[PAGE EXTRACT]
Much of Houston's work in spirituality centers on creating fresh ritual processes, albeit ones deeply indebted to ancient ritual processes. She styles her work in this crucial area the Mystery School, because it is still something of a mystery as to how ritual processes enable people to engender their human potentials. Many people today can be styled ritually challenged. Apart from singing the national anthem together occasionally, most of our lives are not ritually rich. As a result, much work remains to be done to develop meaningful ritual processes for world culture today, so that we can perhaps engender the deeper resources of the human psyche in our efforts to actuate our human potential and thereby grow into more fully actuated persons. Houston has devoted her adult life to this work.

My daily ritual being my 10minutes to half an hour meditation usually mindfulness of breathing having read a part of an inspiring text . Initially this was Robert MacFarlanes "The Wild Places " and more recently Pema Chodren's books "Uncomfortable with Uncertainty" and "Start where you are " which puts me in touch with my state of mind and may give me insights about where to go next with my work .

The definition of liminal
"Liminality (from the Latin word līmen, meaning "a threshold"[1]) is the quality of the second stage of a ritual in the theories of Arnold van Gennep, Victor Turner, and others. In these theories, a ritual, especially a rite of passage, involves some change to the participants, especially their social status.[2]
The liminal state is characterized by ambiguity, openness, and indeterminacy. One's sense of identity dissolves to some extent, bringing about disorientation. Liminality is a period of transition where normal limits to thought, self-understanding, and behavior are relaxed - a situation which can lead to new perspectives.
(A good description of the MA proces and the process of moving to a new place where noone knows you and where your world is filled with the unfamiliar.)
People, places, or things may not complete a transition, or a transition between two states may not be fully possible. Those who remain in a state between two other states may become permanently liminal."

[DIRECTIVE A]
Answer these from the extract above on ritual and liminality, one line each, marked the same way:
(i) From what Latin word does "liminality" come, and what does that word mean?
(ii) Which two books by Pema Chodren does the writer name?
(iii) How long does the writer's daily meditation last?
[DIRECTIVE B] According to the extract above on ritual and liminality, why does Houston call her work in ritual the Mystery School?
[DIRECTIVE C] Resume the extract above on ritual and liminality, picking up after its final sentence.

[EXTRACTED MATERIAL]
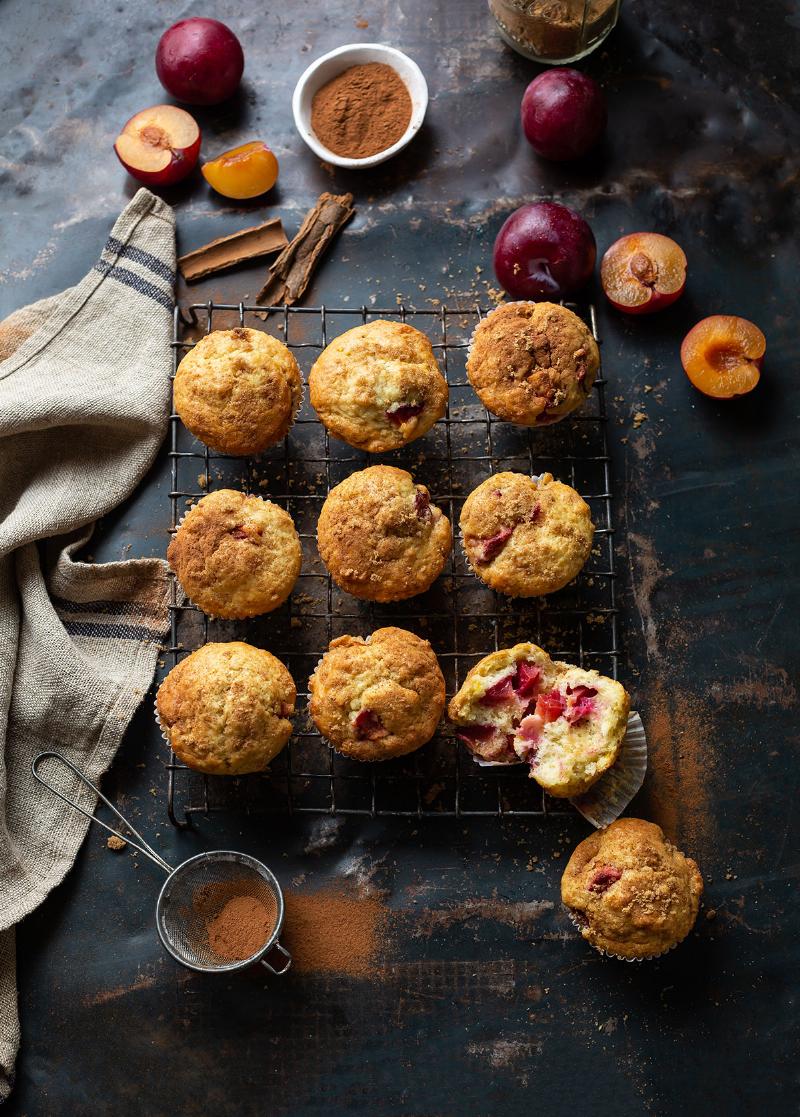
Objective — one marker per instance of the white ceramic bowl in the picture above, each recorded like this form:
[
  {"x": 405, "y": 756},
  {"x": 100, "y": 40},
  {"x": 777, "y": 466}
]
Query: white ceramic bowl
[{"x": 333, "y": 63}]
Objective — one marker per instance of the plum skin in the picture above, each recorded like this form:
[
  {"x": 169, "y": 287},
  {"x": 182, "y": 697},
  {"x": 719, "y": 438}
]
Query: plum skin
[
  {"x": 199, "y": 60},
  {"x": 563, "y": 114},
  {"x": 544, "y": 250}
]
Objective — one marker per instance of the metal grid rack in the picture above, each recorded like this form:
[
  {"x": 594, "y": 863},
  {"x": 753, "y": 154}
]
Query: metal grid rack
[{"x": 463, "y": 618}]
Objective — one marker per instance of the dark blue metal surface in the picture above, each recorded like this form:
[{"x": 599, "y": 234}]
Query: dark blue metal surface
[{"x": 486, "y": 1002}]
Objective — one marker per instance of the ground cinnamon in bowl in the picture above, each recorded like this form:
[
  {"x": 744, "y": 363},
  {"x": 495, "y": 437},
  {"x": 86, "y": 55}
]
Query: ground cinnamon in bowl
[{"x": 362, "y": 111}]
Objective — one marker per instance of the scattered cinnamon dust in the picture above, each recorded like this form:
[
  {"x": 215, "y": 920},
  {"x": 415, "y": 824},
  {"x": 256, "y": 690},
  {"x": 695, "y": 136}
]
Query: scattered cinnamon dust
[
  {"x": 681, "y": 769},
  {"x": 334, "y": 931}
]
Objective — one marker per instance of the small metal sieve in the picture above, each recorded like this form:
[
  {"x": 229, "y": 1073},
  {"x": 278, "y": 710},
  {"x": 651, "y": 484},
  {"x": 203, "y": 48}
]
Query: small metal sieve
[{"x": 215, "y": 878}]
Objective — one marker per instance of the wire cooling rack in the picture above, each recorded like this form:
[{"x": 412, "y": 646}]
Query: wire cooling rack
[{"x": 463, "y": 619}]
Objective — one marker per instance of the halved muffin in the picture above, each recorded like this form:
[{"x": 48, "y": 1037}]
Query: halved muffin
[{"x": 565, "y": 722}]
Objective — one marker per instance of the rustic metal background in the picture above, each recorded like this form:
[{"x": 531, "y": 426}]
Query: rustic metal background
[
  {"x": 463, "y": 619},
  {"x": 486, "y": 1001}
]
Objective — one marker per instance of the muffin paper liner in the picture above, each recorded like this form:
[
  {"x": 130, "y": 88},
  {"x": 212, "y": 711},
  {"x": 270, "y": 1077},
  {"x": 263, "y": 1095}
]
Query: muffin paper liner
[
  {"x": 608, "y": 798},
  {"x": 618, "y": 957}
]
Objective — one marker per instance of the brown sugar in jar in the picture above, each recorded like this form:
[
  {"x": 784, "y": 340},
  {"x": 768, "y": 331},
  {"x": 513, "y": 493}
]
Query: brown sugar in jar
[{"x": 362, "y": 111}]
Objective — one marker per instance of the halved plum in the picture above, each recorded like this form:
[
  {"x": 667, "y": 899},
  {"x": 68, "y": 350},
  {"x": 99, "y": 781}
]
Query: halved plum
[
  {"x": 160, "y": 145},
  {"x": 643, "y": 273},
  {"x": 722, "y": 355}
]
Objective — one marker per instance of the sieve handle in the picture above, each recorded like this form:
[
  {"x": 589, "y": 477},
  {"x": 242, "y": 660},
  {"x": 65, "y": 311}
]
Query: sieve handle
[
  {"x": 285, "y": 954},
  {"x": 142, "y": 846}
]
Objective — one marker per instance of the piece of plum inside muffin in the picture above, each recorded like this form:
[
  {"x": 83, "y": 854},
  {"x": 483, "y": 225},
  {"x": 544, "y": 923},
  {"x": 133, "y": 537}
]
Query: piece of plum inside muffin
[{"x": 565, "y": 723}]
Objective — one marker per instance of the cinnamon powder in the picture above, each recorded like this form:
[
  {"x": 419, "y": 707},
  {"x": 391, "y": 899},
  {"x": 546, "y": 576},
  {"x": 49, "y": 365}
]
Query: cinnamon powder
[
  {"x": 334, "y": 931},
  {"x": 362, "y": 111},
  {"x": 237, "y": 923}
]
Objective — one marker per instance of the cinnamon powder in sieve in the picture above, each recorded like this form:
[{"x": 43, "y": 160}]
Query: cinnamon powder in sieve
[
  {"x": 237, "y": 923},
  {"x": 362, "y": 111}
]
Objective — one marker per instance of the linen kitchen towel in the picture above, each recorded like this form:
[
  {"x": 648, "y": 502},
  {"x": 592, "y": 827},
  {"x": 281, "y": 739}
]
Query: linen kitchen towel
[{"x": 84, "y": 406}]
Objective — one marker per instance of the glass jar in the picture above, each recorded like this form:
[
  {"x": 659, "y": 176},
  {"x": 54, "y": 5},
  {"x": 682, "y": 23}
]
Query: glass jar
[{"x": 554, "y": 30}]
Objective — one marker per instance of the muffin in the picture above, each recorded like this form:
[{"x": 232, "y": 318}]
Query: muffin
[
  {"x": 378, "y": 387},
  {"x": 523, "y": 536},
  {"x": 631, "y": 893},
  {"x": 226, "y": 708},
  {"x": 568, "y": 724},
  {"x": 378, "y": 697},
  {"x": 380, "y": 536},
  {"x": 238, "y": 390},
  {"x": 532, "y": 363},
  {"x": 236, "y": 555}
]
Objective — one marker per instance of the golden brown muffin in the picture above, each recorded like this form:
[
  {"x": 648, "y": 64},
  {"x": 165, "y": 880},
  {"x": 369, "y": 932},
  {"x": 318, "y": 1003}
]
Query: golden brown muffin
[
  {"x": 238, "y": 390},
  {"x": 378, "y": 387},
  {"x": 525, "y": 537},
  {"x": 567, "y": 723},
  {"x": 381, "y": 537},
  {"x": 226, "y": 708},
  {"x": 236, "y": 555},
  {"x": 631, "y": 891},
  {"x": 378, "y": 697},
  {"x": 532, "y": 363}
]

* * *

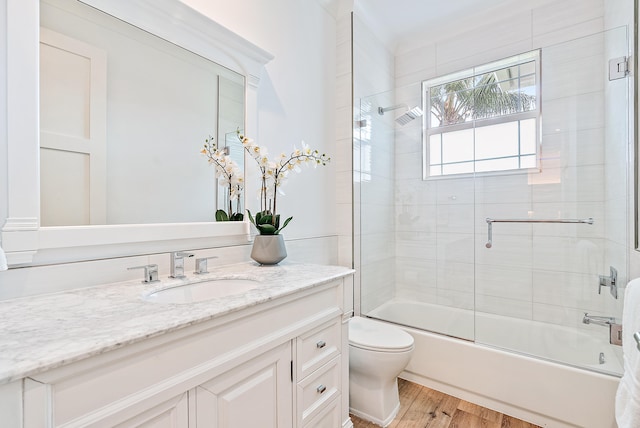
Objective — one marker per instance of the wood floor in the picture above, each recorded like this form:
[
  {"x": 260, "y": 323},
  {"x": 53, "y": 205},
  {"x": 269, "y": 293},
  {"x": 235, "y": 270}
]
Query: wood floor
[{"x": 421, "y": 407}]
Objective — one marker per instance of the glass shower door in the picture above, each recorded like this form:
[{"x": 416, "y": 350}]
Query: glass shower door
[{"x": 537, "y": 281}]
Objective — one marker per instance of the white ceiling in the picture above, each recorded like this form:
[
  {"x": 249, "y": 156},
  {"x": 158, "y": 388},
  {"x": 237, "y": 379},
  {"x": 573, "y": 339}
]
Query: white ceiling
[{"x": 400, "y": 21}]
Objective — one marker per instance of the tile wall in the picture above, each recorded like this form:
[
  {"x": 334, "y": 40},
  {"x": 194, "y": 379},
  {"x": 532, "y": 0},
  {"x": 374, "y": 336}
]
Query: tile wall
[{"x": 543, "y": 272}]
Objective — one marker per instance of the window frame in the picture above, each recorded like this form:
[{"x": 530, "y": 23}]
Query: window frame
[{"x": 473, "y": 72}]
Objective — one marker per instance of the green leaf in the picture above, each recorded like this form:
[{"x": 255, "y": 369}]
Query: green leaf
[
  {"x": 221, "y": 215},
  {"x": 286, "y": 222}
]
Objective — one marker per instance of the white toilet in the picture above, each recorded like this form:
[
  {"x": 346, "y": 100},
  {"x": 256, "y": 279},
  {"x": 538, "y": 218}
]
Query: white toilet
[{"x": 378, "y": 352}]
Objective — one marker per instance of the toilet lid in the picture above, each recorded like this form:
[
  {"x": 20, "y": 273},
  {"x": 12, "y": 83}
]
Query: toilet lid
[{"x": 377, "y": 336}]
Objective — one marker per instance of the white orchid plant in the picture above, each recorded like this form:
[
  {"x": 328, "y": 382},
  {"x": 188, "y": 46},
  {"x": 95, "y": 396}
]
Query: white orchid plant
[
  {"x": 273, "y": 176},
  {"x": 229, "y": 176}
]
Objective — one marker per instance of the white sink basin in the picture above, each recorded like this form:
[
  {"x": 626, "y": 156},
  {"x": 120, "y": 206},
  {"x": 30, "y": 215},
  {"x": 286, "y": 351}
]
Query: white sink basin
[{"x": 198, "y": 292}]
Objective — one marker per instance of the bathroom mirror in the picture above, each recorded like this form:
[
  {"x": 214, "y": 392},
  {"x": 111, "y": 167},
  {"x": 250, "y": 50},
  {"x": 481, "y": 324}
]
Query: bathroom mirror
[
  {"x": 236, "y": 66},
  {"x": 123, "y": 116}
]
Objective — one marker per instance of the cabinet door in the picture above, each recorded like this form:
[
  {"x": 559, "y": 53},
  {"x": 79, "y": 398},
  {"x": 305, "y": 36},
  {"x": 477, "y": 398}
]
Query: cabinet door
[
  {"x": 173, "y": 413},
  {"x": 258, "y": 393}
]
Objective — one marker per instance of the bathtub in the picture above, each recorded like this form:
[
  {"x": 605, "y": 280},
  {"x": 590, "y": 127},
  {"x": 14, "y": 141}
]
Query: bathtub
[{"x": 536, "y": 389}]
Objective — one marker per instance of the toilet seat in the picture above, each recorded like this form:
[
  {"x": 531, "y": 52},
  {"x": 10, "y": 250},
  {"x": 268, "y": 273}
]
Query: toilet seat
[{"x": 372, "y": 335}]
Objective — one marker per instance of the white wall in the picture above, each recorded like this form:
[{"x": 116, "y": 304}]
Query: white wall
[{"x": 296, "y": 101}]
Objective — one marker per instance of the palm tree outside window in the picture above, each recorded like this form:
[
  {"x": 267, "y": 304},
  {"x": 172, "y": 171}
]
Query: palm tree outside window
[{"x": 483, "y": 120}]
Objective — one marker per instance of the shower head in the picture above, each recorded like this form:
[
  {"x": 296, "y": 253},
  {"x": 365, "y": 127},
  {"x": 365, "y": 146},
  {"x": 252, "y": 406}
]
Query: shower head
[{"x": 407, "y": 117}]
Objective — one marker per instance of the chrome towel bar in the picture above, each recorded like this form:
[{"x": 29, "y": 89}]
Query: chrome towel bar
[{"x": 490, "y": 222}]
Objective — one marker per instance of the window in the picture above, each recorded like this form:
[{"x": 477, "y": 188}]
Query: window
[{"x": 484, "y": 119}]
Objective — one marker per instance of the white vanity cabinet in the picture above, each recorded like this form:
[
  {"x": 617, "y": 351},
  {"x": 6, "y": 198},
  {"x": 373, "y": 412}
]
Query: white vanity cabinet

==

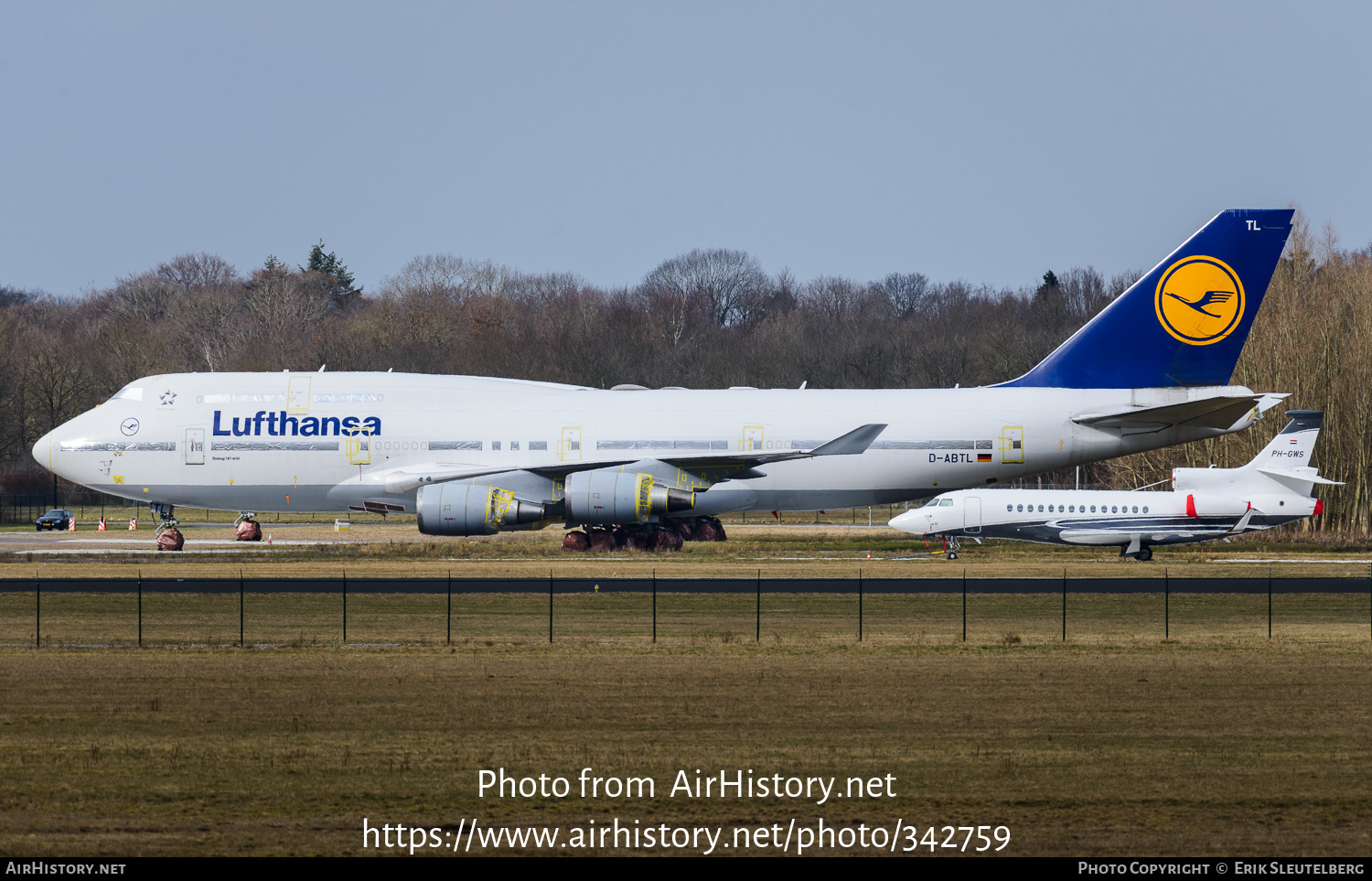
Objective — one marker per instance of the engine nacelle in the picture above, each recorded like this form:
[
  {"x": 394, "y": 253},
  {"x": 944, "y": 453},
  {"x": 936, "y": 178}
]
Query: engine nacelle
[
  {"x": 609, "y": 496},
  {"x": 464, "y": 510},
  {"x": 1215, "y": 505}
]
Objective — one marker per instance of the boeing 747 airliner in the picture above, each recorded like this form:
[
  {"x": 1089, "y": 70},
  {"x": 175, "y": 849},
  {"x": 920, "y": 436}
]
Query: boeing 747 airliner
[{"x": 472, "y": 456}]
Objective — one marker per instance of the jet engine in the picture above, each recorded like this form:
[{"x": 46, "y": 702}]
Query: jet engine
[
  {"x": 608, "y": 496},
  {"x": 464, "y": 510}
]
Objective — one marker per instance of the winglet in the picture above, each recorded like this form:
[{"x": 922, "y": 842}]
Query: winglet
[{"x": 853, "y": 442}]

[TASK RESULT A]
(i) It comes from līmen, meaning "a threshold."
(ii) "Uncomfortable with Uncertainty" and "Start where you are."
(iii) It lasts from 10 minutes to half an hour.

[TASK RESULT B] She calls it the Mystery School because it is still something of a mystery how ritual processes enable people to engender their human potentials.

[TASK RESULT C]
Liminality in time
Twilight serves as a liminal time, between day and night. The name of the television fiction series The Twilight Zone makes reference to this, describing it as "the middle ground between light and shadow, between science and superstition" in one variant of the original series' opening. The time of day that we experience more in winter as it falls whilst we are still active .The sillouettes of trees at this time of day are to me exquisite as are the physical/mental/spiritual benefits of walking through woodland , and so to woodland .

The Wood between the Worlds is a 'linking room' location in The Magician's Nephew, part of The Chronicles of Narnia series by C. S. Lewis.It is first so named by Polly Plummer, who arrives there when Digory Kirke's Uncle Andrew tricks her into putting on a magic ring, which instantaneously transports her into the wood. She falls asleep, and when Digory arrives later the children are both disoriented and at first they aren’t sure how long they have been there or even who they are. This state of lassitude that both children fall into is explained as the result of the Wood being a place where nothing ever happens, unlike the different worlds it connects (where events do occur).The wood is implied to be a place linking all worlds.

"The Tibetan word Bardo means literally "intermediate state" - also translated as "transitional state" or "in-between state" or liminal state"". In Sanskrit the concept has the name antarabhāva.
Fremantle (2001) states that there are six traditional bardo states known as the Six Bardos: the Bardo of This Life (p.55); the Bardo of Meditation (p.58); the Bardo of Dream (p.62); the Bardo of Dying (p.64); the Bardo of Dharmata (p.65); and the Bardo of Existence (p.66).
Shugchang, et. al. (2000: p.5) discuss the Zhitro (Tibetan: Zhi-khro) teachings which subsume the Bardo Thodol and mention Karma Lingpa, terma and Padmasambhava and list the Six Bardo:
In the terma discovered by Karma Lingpa, Guru Padmasambhava introduces six different bardos. The first bardo begins when we take birth and endures as long as we live. The second is the bardo of dreams. The third is the bardo of concentration or meditation. The fourth occurs at the moment of death. The fifth is known as the bardo of the luminosity of the true nature. The sixth is called the bardo of transmigration or karmic becoming"

This has also led me to looking for this film , Dalai Lama Renaissance.

Producer-Director Khashyar Darvich with the Dalai Lama in India during filming of the "Dalai Lama Renaissance" documentary.
Dalai Lama Renaissance is a 2-hour feature documentary film, narrated by actor Harrison Ford and produced and directed by Khashyar Darvich, to be released in the Summer of 2007, about the Dalai Lama's meeting with Western "renaissance" thinkers at his home in Dharamsala, India, about changing the world and resolving many of the world's problems.
These Western thinkers who meet the Dalai Lama include: quantum physicists Fred Alan Wolf and Amit Goswami (from the documentaries What the Bleep Do We Know and The Secret), social scientist Jean Houston, and founder of Agape International Spiritual Center church in Los Angeles, Dr. Michael Beckwith.
The film includes original music by Tibetan musicians, as well as master sitarist Roop Verma, who studied under Ravi Shankar and Ali Akbar Khan.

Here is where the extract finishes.